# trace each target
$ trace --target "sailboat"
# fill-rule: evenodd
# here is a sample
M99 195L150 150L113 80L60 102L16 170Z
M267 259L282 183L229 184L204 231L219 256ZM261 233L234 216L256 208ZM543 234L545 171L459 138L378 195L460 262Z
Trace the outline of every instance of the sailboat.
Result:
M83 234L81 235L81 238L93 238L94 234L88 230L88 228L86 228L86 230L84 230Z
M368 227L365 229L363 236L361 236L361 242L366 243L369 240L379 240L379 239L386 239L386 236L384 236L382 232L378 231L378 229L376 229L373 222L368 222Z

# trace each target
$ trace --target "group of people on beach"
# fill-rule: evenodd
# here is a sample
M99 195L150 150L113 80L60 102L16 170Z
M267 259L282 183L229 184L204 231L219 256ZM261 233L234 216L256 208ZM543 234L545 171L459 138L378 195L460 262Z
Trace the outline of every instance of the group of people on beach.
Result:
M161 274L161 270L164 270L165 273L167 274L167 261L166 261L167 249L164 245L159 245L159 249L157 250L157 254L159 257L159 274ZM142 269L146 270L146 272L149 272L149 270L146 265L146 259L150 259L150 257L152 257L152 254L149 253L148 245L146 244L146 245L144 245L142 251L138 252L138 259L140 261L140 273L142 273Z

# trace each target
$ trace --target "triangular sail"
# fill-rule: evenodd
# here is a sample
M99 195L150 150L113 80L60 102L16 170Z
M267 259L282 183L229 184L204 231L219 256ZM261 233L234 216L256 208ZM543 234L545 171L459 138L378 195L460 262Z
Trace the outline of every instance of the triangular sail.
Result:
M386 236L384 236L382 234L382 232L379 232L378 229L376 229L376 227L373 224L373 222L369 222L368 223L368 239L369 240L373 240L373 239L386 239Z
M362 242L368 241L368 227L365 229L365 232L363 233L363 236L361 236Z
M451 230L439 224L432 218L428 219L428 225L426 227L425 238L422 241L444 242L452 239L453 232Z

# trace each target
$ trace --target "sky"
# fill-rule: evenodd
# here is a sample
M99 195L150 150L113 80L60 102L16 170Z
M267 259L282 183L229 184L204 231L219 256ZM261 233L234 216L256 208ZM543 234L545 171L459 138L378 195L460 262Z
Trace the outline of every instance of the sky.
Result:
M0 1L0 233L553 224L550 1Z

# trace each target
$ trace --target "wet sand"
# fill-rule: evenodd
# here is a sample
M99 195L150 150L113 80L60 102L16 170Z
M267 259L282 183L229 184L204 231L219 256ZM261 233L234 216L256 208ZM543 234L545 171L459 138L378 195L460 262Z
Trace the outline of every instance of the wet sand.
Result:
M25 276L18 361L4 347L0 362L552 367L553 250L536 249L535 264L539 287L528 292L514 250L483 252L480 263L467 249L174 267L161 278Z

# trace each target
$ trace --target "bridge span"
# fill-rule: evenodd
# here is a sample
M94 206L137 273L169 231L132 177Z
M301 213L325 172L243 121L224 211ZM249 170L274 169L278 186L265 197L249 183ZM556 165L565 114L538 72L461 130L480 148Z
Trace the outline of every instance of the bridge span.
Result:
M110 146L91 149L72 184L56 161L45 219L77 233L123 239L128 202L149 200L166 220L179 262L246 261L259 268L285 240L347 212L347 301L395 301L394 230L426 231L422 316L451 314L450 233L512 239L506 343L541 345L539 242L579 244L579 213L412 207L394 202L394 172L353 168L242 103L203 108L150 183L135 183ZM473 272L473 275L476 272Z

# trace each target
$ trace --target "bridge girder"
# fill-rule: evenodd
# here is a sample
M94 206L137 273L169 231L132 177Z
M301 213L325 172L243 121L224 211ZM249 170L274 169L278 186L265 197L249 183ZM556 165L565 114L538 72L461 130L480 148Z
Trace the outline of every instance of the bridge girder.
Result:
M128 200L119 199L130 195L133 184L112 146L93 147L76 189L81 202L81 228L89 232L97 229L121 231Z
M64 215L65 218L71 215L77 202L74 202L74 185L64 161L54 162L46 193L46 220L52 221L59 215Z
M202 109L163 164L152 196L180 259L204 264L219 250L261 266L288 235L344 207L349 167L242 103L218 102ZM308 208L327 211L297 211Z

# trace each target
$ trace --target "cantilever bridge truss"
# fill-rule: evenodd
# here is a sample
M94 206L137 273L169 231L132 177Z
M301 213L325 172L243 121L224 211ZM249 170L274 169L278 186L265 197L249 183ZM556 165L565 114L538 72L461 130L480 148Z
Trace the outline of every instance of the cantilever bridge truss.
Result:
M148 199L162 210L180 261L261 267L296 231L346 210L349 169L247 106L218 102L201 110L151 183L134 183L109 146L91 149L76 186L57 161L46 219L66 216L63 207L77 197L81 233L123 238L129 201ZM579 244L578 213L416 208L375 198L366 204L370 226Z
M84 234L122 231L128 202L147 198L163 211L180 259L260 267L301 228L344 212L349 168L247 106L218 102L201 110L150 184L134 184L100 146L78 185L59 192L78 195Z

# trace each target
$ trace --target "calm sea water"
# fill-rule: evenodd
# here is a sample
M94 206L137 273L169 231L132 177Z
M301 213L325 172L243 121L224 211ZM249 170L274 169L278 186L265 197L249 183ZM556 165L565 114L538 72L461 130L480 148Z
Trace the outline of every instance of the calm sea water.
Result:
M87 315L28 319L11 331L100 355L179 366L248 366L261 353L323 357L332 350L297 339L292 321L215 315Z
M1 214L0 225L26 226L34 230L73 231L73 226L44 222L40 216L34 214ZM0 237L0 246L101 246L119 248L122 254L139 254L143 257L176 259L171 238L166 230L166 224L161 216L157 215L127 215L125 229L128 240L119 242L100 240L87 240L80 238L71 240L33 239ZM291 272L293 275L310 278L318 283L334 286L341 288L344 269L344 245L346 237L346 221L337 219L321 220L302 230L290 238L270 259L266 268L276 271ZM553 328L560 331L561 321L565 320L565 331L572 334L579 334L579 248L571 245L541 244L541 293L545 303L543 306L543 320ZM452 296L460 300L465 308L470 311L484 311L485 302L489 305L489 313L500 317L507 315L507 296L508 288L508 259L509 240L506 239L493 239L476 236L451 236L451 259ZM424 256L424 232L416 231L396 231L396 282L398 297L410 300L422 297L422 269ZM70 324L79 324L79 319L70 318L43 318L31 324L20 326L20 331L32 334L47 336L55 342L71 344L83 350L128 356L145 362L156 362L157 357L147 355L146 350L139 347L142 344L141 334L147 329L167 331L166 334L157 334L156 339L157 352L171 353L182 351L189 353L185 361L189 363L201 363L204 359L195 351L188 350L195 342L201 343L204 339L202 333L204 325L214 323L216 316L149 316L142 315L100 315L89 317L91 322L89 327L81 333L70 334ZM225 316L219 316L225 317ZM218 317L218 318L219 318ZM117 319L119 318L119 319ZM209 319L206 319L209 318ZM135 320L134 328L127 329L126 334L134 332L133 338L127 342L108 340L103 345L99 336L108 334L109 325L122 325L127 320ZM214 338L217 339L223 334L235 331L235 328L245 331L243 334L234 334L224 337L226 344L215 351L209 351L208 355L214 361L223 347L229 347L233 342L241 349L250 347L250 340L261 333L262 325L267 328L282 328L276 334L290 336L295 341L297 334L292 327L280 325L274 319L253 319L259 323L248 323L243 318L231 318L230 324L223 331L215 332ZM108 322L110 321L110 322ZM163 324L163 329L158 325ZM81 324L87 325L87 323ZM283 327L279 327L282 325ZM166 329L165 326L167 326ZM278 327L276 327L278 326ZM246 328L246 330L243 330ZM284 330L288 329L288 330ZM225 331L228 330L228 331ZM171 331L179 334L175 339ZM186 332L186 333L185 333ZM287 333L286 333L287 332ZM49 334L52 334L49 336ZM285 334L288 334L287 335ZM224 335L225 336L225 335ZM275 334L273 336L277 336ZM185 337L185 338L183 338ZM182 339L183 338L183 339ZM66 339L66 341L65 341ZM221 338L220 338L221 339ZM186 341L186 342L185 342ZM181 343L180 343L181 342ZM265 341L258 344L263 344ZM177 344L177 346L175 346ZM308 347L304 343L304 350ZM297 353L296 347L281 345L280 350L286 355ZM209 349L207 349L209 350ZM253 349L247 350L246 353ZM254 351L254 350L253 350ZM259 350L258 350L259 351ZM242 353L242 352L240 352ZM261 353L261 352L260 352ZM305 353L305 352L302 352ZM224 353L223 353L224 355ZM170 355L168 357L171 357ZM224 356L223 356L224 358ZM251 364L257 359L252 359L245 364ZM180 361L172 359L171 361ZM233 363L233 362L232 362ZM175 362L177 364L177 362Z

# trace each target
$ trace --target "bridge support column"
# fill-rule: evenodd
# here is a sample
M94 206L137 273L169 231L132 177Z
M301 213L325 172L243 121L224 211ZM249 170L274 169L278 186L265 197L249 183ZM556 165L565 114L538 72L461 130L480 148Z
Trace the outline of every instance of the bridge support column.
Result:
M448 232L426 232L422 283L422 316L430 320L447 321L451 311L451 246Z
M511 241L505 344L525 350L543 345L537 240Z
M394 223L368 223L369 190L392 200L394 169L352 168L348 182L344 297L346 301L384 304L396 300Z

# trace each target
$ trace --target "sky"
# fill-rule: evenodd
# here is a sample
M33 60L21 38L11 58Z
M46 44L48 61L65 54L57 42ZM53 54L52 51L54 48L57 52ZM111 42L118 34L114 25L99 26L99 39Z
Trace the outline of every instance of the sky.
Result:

☆ ☆ ☆ ☆ ☆

- _Problem description_: Locate each line in the records that contains the word "bridge" and copy those lines.

- _Response to this task_:
$ trace --target "bridge span"
Trace the outline of every instance of the bridge span.
$ trace --target "bridge girder"
Trace the outline of every instance of the bridge girder.
$ trace --target "cantilever bridge truss"
Trace the outline of every instance of the cantilever bridge truss.
$ trace --target "bridge support column"
Trace the outline of every instance of the bridge support column.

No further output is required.